__課題 1__.
読解文では、俳句と現代生活との遊離はなぜ生じたとされているか。本文の説明に沿って一、二文で答えよ。
__課題 2__.
読解文で、生活俳句の「第一の型」とされているのは何か。
#### 読解文
梶大輔にキャッチフレーズを付けるなら、「俳句形式に常に懐疑を持ち続けた人」「偉大なる失敗者」である。

 昭和25年、大輔はすでに「俳句的なものの見方」にこんな疑義を呈している。

俳句が生活感情の複合物である情趣を生命とする文學であることはいうまでもないが、俳句においては人生觀自然親が前述の通り宿命的な枠をはめられたためこの情趣が余りにも俳句的に固定化してしまつた。我々の生活感情が歴史的合的に推移するにも拘らず、その複合物たる情趣が固定化したところに俳句と現代生活との遊離が生じたのである。新興俳句運動の歴史的意義は、 文學的動脈硬化の症療法として登場したところにある。

しかし生活俳句は、必ずしも正しい姿が成長してはいないようである。大まかに分けて二つのゆがめられた型をみせている。 第一の型はいわゆる職場俳句台所俳句といわれるものである。この場合の職場とか台所とかは異なる作句の「場」に過ぎず、モチーフは相變らず固定した余りに俳句的な情趣であつて本質的には花鳥諷詠と何ら異るところはなかつた。
########
#### データ
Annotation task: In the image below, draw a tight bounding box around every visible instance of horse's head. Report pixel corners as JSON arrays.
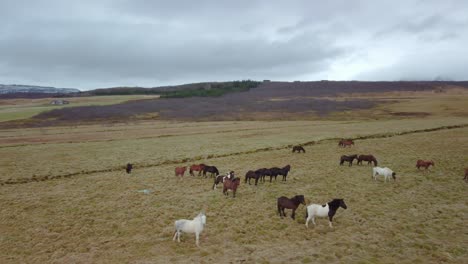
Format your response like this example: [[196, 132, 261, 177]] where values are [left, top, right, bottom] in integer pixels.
[[339, 199, 348, 209], [197, 212, 206, 225], [296, 195, 306, 205]]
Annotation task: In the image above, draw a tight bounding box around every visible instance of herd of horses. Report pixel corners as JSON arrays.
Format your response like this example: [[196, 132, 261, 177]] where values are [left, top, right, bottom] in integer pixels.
[[125, 139, 468, 246]]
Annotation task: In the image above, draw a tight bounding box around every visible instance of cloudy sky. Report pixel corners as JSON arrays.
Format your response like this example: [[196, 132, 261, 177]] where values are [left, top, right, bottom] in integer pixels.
[[0, 0, 468, 90]]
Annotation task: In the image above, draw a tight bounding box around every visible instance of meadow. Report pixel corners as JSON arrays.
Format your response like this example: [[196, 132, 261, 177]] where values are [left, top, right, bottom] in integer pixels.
[[0, 117, 468, 263]]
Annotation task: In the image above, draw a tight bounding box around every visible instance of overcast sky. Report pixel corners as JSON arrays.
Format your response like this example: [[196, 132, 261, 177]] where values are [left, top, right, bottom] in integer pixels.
[[0, 0, 468, 90]]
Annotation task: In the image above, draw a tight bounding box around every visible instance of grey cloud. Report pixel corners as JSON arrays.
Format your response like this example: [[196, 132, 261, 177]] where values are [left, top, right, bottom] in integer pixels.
[[0, 0, 468, 89]]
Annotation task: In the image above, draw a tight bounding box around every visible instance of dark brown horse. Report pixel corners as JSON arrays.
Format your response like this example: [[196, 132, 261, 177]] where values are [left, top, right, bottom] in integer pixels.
[[203, 165, 219, 178], [340, 154, 357, 167], [175, 166, 187, 177], [245, 171, 261, 185], [416, 160, 435, 170], [189, 163, 205, 176], [293, 146, 305, 153], [125, 163, 133, 173], [338, 139, 354, 148], [358, 155, 377, 166], [213, 171, 236, 190], [223, 178, 240, 198], [278, 195, 306, 219]]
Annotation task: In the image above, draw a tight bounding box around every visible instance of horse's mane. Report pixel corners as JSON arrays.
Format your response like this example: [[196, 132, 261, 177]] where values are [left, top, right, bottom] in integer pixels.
[[291, 194, 304, 204], [328, 199, 341, 210]]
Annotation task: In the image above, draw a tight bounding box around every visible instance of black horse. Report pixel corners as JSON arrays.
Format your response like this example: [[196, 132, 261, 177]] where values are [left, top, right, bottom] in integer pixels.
[[203, 165, 219, 178], [125, 163, 133, 173], [340, 154, 357, 167], [278, 195, 306, 219], [245, 171, 261, 185], [255, 168, 271, 182], [213, 171, 236, 190], [293, 146, 305, 153], [274, 165, 291, 181], [357, 155, 377, 166]]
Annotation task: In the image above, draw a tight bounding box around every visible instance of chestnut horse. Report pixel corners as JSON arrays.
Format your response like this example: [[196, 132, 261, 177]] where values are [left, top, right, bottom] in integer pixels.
[[175, 166, 187, 177], [338, 139, 354, 148], [223, 178, 240, 198], [245, 171, 261, 185], [358, 155, 377, 166], [340, 154, 357, 167], [416, 160, 435, 170], [189, 163, 205, 176], [293, 146, 305, 153], [278, 195, 306, 219], [125, 163, 133, 173]]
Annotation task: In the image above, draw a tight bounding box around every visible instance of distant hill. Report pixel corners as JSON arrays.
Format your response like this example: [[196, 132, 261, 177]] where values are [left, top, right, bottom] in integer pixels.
[[0, 84, 80, 95], [85, 80, 260, 98]]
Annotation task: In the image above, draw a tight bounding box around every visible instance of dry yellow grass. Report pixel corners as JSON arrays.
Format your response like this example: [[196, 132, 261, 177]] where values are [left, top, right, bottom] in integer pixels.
[[0, 118, 468, 263]]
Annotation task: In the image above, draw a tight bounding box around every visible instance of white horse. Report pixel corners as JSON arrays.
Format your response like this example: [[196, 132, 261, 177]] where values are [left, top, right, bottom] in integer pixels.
[[372, 167, 396, 182], [306, 199, 348, 228], [172, 213, 206, 247]]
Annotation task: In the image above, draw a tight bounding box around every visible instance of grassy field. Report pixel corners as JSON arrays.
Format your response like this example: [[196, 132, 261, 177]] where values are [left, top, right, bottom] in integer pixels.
[[0, 115, 468, 263], [0, 95, 159, 122]]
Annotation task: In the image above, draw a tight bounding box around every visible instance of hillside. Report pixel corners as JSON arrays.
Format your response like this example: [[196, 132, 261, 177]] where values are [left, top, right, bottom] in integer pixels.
[[2, 81, 468, 127], [0, 84, 80, 95]]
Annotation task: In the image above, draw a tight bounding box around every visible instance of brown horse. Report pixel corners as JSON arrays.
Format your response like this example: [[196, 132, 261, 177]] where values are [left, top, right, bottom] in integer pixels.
[[358, 155, 377, 166], [278, 195, 306, 219], [125, 163, 133, 173], [189, 163, 205, 176], [223, 178, 240, 198], [340, 154, 357, 167], [338, 139, 354, 148], [416, 160, 435, 170], [293, 146, 305, 153], [175, 166, 187, 177]]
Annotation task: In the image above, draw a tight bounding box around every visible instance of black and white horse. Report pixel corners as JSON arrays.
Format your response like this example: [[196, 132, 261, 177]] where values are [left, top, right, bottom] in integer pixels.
[[306, 199, 348, 228]]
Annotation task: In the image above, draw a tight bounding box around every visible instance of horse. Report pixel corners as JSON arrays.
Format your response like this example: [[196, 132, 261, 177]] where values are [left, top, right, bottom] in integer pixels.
[[338, 139, 354, 148], [372, 167, 396, 182], [213, 171, 235, 190], [175, 166, 187, 177], [293, 146, 305, 153], [203, 165, 219, 178], [245, 171, 261, 185], [278, 195, 306, 219], [416, 160, 435, 170], [172, 213, 206, 247], [189, 163, 205, 176], [357, 155, 377, 166], [306, 199, 348, 228], [276, 165, 291, 182], [223, 178, 240, 198], [340, 154, 357, 167], [255, 168, 271, 182], [125, 163, 133, 174]]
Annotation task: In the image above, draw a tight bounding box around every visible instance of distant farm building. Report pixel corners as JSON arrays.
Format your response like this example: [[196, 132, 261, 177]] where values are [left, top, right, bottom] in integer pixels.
[[50, 100, 70, 105]]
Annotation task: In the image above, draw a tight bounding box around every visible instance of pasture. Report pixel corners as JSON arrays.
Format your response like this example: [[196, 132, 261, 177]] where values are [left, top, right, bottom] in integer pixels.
[[0, 117, 468, 263]]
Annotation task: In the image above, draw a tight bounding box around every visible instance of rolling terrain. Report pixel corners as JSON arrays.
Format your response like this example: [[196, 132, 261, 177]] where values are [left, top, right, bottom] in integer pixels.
[[0, 83, 468, 263]]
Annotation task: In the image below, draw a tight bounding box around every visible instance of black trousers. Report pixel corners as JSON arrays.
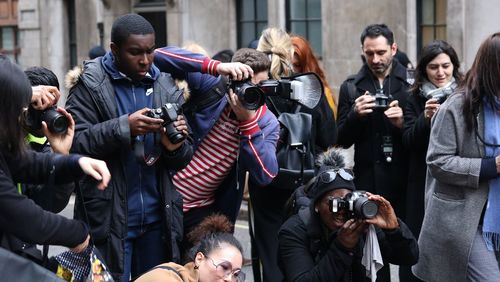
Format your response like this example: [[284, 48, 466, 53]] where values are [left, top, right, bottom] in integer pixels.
[[249, 185, 293, 282]]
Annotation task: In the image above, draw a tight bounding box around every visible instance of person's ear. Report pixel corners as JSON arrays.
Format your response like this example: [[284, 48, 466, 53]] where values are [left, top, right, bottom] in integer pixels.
[[391, 42, 398, 56], [109, 42, 120, 58], [194, 252, 205, 269]]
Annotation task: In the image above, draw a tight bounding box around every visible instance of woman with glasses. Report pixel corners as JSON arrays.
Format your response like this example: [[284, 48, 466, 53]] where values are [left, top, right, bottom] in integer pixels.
[[135, 215, 245, 282], [0, 55, 111, 253], [399, 40, 462, 281], [413, 33, 500, 281], [278, 148, 418, 282]]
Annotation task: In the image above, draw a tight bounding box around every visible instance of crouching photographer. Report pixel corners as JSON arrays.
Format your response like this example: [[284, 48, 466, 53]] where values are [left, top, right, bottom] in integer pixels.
[[0, 57, 110, 262], [278, 149, 418, 281]]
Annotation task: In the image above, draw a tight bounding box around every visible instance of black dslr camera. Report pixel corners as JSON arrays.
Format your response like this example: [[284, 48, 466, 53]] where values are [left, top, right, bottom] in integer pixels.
[[370, 88, 391, 110], [228, 79, 266, 110], [145, 103, 186, 144], [426, 86, 453, 104], [26, 106, 69, 134], [328, 191, 378, 219], [227, 72, 323, 110]]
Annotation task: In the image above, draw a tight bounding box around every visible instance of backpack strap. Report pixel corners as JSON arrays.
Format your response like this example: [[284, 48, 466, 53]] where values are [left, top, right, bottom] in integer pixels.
[[182, 76, 227, 113], [150, 265, 181, 277], [346, 75, 358, 104], [134, 72, 184, 166]]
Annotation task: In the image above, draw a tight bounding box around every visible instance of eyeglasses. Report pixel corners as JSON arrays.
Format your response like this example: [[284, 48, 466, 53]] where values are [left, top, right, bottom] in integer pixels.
[[205, 256, 246, 282], [318, 168, 354, 183]]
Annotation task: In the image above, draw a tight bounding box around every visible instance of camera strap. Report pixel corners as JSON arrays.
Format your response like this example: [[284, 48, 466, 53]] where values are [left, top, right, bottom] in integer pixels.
[[134, 133, 161, 166], [182, 76, 227, 113]]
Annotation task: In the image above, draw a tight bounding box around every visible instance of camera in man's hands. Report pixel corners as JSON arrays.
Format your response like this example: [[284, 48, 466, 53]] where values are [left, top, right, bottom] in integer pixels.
[[26, 106, 69, 134], [145, 103, 186, 144], [328, 191, 378, 219], [229, 79, 266, 110], [425, 86, 453, 104], [228, 73, 323, 110], [369, 88, 391, 110]]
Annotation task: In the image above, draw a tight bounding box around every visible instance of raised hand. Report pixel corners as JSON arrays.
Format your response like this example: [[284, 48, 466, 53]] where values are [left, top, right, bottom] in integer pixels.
[[78, 157, 111, 190], [226, 89, 256, 122], [217, 62, 253, 80], [384, 100, 404, 128], [128, 108, 163, 137], [42, 107, 75, 155], [365, 192, 399, 230], [31, 85, 61, 110], [336, 219, 367, 249], [160, 115, 188, 152], [354, 91, 375, 117]]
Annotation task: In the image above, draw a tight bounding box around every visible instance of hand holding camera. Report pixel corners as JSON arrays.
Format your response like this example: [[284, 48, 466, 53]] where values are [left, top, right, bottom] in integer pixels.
[[128, 108, 163, 137], [384, 100, 404, 128], [42, 107, 75, 155], [161, 115, 188, 152], [336, 218, 367, 249], [31, 85, 61, 111], [354, 91, 377, 117], [217, 62, 253, 80], [227, 88, 256, 122], [366, 192, 399, 230], [424, 98, 440, 124]]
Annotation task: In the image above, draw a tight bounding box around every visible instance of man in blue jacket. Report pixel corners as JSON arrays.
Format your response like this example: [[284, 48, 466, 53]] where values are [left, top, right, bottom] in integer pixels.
[[67, 14, 254, 281], [155, 47, 279, 254]]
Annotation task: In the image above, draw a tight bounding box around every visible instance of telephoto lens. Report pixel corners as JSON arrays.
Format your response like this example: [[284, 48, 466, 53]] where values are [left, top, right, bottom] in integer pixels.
[[41, 108, 69, 133], [354, 197, 378, 219]]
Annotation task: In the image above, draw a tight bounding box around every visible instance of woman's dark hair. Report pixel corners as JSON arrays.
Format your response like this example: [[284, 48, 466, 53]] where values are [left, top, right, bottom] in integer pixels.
[[24, 67, 59, 89], [460, 32, 500, 131], [0, 57, 32, 156], [410, 40, 463, 94], [188, 214, 243, 260]]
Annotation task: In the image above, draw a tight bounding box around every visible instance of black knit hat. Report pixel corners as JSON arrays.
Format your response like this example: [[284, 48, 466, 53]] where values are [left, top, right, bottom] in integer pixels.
[[308, 148, 356, 205]]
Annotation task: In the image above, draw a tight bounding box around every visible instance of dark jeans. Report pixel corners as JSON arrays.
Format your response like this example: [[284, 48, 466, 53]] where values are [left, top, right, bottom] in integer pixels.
[[122, 221, 167, 281], [180, 205, 216, 264]]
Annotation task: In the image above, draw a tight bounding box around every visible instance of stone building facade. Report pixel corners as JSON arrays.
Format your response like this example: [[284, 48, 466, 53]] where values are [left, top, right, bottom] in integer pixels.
[[0, 0, 500, 96]]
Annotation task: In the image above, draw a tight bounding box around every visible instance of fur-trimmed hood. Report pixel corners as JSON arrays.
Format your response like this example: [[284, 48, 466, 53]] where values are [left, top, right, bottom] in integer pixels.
[[64, 63, 191, 101]]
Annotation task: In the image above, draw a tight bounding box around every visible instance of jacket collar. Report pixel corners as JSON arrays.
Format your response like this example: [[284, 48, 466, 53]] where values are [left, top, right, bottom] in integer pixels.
[[354, 59, 406, 84], [101, 51, 160, 83]]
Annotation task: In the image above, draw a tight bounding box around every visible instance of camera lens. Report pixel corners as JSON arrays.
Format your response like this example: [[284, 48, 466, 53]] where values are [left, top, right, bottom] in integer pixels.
[[236, 83, 265, 110], [354, 197, 378, 218], [42, 108, 69, 133], [165, 121, 186, 144]]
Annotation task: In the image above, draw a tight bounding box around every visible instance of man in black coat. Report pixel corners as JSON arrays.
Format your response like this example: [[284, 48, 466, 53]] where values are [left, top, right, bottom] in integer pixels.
[[278, 148, 418, 282], [337, 24, 409, 217]]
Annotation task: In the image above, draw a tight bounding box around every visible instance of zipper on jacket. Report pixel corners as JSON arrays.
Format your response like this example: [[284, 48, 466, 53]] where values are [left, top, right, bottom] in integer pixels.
[[132, 84, 146, 226]]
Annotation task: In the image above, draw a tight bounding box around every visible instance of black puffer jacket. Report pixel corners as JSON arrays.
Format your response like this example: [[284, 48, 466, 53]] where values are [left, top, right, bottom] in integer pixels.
[[278, 208, 418, 282], [0, 152, 88, 247], [66, 58, 193, 279], [337, 60, 408, 218]]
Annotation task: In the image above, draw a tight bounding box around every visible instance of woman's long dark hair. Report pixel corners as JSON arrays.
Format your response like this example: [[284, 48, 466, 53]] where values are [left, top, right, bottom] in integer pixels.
[[0, 57, 32, 156], [461, 32, 500, 131], [410, 40, 463, 94], [188, 214, 243, 261]]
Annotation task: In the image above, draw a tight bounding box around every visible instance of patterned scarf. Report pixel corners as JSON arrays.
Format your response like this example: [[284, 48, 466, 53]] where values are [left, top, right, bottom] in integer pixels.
[[483, 98, 500, 251]]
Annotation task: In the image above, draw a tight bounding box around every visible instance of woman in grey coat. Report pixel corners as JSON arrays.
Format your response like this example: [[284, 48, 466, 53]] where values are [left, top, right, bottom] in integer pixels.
[[413, 33, 500, 281]]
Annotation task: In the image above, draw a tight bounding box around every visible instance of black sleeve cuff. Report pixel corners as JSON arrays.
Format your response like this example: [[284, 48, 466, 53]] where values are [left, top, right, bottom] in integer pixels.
[[479, 158, 498, 181]]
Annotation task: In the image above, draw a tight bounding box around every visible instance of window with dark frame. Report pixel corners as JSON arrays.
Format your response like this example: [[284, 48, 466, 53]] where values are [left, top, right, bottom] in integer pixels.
[[0, 0, 20, 62], [286, 0, 323, 57], [134, 0, 167, 47], [236, 0, 267, 48], [417, 0, 447, 53]]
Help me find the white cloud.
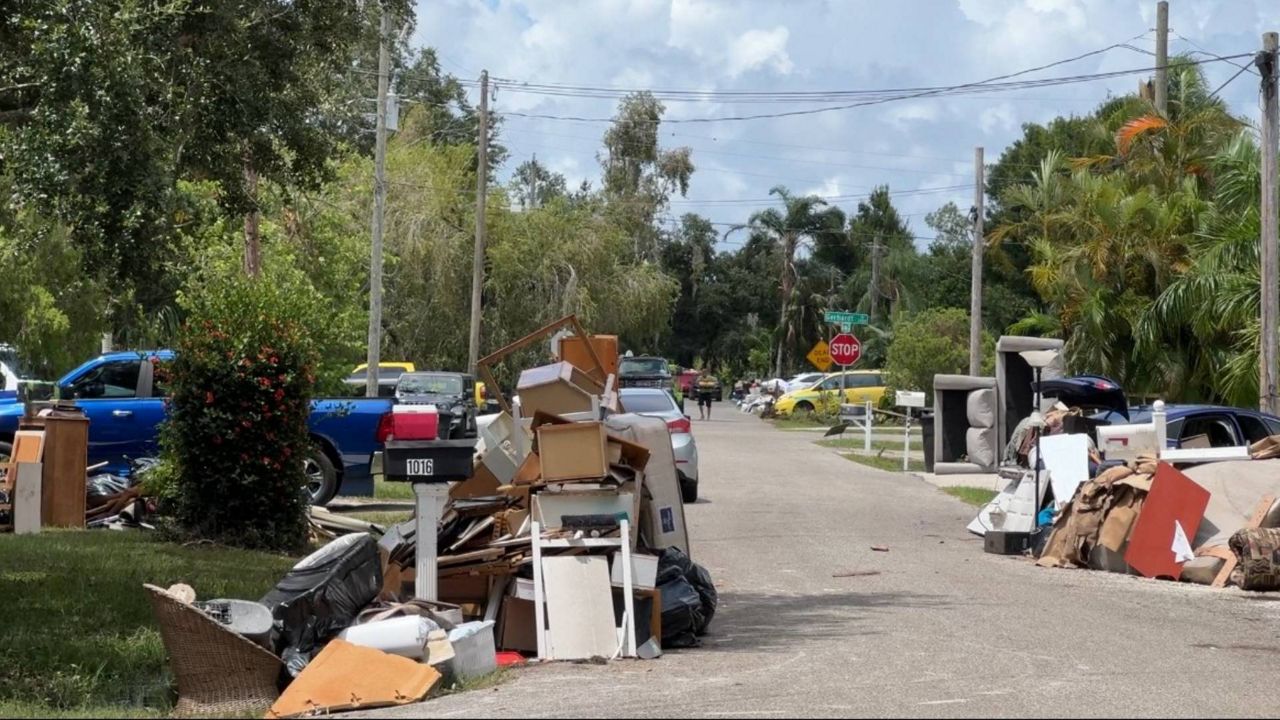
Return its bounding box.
[728,26,794,77]
[413,0,1276,224]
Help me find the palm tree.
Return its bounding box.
[749,184,845,377]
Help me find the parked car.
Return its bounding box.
[1042,375,1280,447]
[773,370,884,416]
[343,363,415,397]
[396,372,477,439]
[618,387,698,502]
[618,356,675,391]
[0,350,392,505]
[787,373,827,392]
########
__解答 1__.
私たちの生活感情は歴史とともに移り変わっていくのに、その複合物である情趣が俳句では固定化してしまったためである。

__解答 2__.
いわゆる職場俳句・台所俳句といわれるもの。